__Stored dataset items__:
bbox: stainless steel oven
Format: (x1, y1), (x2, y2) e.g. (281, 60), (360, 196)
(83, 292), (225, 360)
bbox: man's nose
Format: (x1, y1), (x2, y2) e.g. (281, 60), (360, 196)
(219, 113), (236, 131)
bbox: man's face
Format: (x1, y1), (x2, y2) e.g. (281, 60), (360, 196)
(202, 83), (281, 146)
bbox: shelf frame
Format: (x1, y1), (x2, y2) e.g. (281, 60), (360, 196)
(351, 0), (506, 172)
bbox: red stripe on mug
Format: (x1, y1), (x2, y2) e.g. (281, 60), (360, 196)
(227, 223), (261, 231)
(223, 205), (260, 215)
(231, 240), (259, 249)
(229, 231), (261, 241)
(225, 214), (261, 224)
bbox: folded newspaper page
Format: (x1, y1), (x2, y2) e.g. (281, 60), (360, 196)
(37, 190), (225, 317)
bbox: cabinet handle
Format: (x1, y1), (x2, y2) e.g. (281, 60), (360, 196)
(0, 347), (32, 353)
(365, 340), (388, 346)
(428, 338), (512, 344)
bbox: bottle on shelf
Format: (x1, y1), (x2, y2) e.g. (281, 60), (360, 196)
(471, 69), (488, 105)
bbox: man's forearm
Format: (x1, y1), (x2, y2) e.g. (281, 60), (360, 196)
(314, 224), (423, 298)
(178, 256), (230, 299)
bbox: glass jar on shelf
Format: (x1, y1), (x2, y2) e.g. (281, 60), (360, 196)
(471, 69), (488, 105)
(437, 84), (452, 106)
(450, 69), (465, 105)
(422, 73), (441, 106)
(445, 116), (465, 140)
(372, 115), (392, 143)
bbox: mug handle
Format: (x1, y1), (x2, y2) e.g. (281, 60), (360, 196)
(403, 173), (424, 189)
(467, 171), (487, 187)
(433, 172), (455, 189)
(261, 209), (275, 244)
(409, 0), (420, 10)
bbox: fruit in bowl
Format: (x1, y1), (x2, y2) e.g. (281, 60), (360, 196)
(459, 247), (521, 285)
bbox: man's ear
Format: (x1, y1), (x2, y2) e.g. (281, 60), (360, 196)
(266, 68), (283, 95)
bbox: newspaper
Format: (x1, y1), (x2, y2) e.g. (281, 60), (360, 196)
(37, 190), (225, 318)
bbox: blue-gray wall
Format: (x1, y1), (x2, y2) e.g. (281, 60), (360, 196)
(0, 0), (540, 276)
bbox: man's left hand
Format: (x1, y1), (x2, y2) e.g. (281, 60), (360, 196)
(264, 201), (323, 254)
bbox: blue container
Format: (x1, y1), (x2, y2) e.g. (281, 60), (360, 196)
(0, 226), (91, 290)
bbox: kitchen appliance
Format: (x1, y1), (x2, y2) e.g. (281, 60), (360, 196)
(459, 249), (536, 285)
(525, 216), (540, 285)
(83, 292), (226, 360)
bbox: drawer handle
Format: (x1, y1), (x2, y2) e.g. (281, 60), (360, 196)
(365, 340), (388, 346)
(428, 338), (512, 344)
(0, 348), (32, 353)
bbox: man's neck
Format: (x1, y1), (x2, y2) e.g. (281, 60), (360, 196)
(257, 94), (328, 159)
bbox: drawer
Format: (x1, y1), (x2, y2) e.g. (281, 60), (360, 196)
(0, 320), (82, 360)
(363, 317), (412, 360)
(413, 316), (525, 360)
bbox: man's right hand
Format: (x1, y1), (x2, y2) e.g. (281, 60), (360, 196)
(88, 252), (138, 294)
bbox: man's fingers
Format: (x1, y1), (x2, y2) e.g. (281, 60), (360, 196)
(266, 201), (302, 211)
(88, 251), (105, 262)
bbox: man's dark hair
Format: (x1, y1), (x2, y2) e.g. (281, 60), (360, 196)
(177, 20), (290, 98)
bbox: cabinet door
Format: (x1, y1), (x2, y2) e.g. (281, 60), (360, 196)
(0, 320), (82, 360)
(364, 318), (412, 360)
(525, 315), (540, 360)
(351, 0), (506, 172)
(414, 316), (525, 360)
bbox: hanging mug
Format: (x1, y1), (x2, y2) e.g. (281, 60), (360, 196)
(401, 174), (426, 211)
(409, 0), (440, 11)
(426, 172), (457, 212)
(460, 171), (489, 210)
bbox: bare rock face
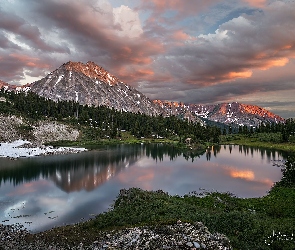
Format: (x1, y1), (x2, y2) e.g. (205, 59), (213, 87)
(31, 62), (163, 115)
(0, 80), (8, 89)
(154, 100), (285, 127)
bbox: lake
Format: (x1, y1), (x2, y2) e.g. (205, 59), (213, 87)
(0, 144), (287, 232)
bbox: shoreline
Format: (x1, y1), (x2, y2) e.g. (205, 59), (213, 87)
(0, 140), (87, 160)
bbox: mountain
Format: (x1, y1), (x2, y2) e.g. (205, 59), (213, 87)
(154, 100), (285, 127)
(0, 80), (9, 89)
(0, 61), (284, 127)
(31, 62), (163, 115)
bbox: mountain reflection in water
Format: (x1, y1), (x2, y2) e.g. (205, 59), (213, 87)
(0, 144), (287, 231)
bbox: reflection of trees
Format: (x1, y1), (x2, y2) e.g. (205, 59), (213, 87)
(0, 144), (196, 191)
(0, 144), (287, 192)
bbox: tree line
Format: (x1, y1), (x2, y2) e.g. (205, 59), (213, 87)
(0, 89), (221, 143)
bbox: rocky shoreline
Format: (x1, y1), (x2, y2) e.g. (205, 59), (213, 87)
(0, 140), (87, 160)
(0, 221), (232, 250)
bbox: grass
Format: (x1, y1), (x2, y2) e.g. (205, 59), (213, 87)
(31, 135), (295, 250)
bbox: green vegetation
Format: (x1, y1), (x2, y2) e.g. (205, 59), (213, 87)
(0, 89), (220, 147)
(31, 157), (295, 250)
(0, 87), (295, 249)
(220, 132), (295, 152)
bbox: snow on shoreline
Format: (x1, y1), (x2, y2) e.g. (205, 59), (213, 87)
(0, 140), (87, 158)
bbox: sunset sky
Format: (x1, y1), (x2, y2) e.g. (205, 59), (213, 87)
(0, 0), (295, 118)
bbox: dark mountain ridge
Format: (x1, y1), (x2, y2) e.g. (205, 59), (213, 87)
(31, 62), (163, 115)
(154, 100), (285, 127)
(0, 61), (284, 127)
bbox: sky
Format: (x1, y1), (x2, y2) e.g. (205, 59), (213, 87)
(0, 0), (295, 118)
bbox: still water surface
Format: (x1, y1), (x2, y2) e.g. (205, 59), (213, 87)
(0, 145), (286, 231)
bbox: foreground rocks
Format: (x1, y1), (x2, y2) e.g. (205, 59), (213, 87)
(0, 221), (232, 250)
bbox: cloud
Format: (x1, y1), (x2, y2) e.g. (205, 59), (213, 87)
(244, 0), (267, 8)
(29, 0), (164, 79)
(0, 9), (68, 53)
(141, 0), (221, 17)
(156, 2), (295, 86)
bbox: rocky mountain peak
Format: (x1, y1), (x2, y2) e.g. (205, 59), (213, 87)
(31, 62), (163, 115)
(61, 61), (120, 85)
(154, 100), (284, 127)
(0, 80), (8, 89)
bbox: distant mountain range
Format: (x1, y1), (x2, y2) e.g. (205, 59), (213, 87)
(154, 100), (285, 127)
(0, 62), (284, 127)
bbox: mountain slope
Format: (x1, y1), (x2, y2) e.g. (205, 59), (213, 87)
(31, 62), (163, 115)
(154, 100), (284, 127)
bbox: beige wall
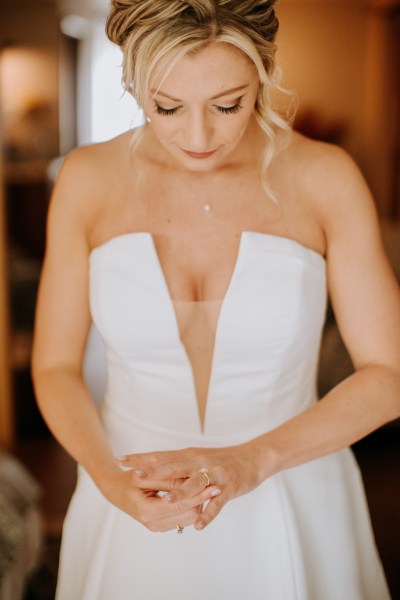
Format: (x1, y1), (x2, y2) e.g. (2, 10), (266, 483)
(278, 0), (398, 214)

__Work to be completed__:
Rewrite everything in the listing from the line containing "bbox: drawer handle" down to the line containing "(177, 20), (290, 98)", both included, requests and all. Multiply each bounding-box coordinate in the answers by 1.95 and round to whole numbers, halves up; leave the requests and their format samples unchanged.

__Task answer__:
bbox: drawer handle
Format: (x1, y1), (x2, y2) e.g. (281, 60), (360, 196)
(712, 663), (757, 675)
(835, 659), (998, 671)
(0, 679), (62, 688)
bbox: man's neck
Format: (x1, y1), (x2, y2) e.g. (281, 60), (360, 196)
(501, 183), (640, 310)
bbox: drawer
Format: (x1, y1), (x2, y2) e.g. (281, 60), (360, 196)
(0, 624), (160, 702)
(708, 618), (803, 702)
(805, 616), (1024, 702)
bbox: man's right hand
Format: (x1, y1), (x2, y2) e.g. (281, 60), (360, 196)
(172, 491), (269, 573)
bbox: man's fingers
Format: (x1, y1), (x2, y2) e.g. (281, 60), (360, 196)
(519, 392), (589, 411)
(172, 489), (205, 511)
bbox: man's dark hair
Format: (x1, y1), (x2, y2) e.g. (281, 60), (360, 196)
(345, 39), (566, 191)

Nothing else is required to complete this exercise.